- About this exercise
Reproduce the entries that follow exactly. No picture should appear in the result.

- Input data
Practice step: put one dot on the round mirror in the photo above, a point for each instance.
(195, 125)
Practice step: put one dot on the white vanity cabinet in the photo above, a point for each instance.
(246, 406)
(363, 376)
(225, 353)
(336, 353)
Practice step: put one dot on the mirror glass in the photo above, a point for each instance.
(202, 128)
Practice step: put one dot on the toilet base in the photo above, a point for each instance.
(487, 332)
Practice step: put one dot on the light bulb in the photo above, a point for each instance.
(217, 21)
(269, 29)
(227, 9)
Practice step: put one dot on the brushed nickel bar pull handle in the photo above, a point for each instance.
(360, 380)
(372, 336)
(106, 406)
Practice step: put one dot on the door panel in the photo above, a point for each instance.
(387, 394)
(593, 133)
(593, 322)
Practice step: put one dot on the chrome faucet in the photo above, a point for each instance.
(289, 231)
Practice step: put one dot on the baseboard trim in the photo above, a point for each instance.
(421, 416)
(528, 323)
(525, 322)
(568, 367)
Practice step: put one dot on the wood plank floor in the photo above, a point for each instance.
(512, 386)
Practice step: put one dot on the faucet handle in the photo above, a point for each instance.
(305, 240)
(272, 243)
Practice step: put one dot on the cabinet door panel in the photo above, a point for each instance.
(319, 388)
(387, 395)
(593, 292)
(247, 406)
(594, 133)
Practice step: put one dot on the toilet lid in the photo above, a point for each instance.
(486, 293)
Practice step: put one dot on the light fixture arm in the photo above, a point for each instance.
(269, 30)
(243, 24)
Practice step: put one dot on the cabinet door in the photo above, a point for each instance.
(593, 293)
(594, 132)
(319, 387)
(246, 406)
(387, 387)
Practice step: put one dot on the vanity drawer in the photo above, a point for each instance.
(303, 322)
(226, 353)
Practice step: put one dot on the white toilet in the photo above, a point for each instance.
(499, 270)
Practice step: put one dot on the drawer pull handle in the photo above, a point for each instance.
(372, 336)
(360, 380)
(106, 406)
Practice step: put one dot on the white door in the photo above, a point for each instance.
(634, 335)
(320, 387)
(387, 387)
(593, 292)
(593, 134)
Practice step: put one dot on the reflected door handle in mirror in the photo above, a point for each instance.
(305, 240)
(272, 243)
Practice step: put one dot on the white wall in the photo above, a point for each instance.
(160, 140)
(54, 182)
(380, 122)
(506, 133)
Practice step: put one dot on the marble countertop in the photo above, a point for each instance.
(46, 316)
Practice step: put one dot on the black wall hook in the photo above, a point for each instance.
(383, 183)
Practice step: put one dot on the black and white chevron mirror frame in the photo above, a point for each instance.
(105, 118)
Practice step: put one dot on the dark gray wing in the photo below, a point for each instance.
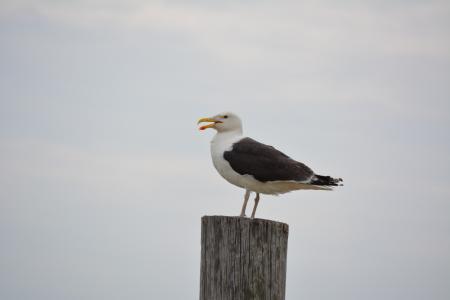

- Task solution
Practice step: put one dot on the round mirror in the photo above, a point for each instance.
(195, 125)
Practice step: put one dot on the white vanity cabinet in the photo above, a point for each instance.
(246, 406)
(363, 376)
(225, 353)
(336, 353)
Practice step: put one dot on the mirror glass in the photo above, a point for each instance.
(202, 128)
Practice step: put one dot on the toilet base in the photo above, a point for each instance.
(487, 332)
Practice step: put one dot on the light bulb in the photo above, a point for each instance.
(217, 21)
(269, 29)
(227, 9)
Practice step: put one dot on the brushed nickel bar pull handle in the photo above, a point for each instance.
(360, 380)
(372, 336)
(106, 406)
Practice step: put one dot on the door panel in the photo above, a point for each instance.
(387, 394)
(593, 133)
(593, 322)
Practice step: put one dot on the chrome faucet in the photo above, a point for each instance.
(289, 231)
Practice step: put one dot on the baseboard trim in the photo above, a point for each instance.
(421, 416)
(528, 323)
(525, 322)
(568, 367)
Practice step: put one dot on the wood plank floor in the photo above, a point for each instance.
(512, 386)
Practice step: put one dot on the faucet handle in the photo above, a point for each instance.
(305, 240)
(272, 243)
Practice step: put one dot on the cabinet door panel in the photo above, a point for each instance.
(319, 388)
(387, 395)
(593, 292)
(247, 406)
(594, 133)
Practice step: put one dot on the toilet lid in the photo above, a point for each instance.
(486, 293)
Practice step: put one dot on the light fixture arm in the photo above, a point for each instance.
(269, 30)
(243, 24)
Practice step: put one dot on the cabinet door in the photo above, a point for each instance.
(593, 293)
(594, 132)
(319, 387)
(246, 406)
(387, 387)
Practice step: put one dot on the vanity drawer in the photo above, a point for each instance.
(303, 322)
(226, 353)
Practice step: put one dot on the white toilet in the photo above, a point for each instance.
(499, 270)
Practice step: put one dot on the drawer pull handle in the photo above, a point for each instance.
(372, 336)
(360, 380)
(106, 406)
Practice step: put one dot on the white door in the photo above, a point for each instance.
(634, 335)
(320, 387)
(387, 387)
(593, 292)
(593, 134)
Practice step: put one dot on the reflected door handle in mirror in the photo above, a point for each instance.
(305, 240)
(272, 243)
Practice step: put one dot on the white wall in the photo above, a point for each instance.
(160, 140)
(54, 182)
(380, 122)
(506, 133)
Practice step: put one dot on the marble countertop in the photo above, a point for each instance.
(46, 316)
Practice step: put one dot on the black wall hook in the photo above, a point for each instance.
(383, 183)
Practice step: put one dot on the black and white chevron mirror frame in the photo above, a point for each instance.
(105, 118)
Practice step: put one dot on the dark gray wing in the photo below, a point for each instance.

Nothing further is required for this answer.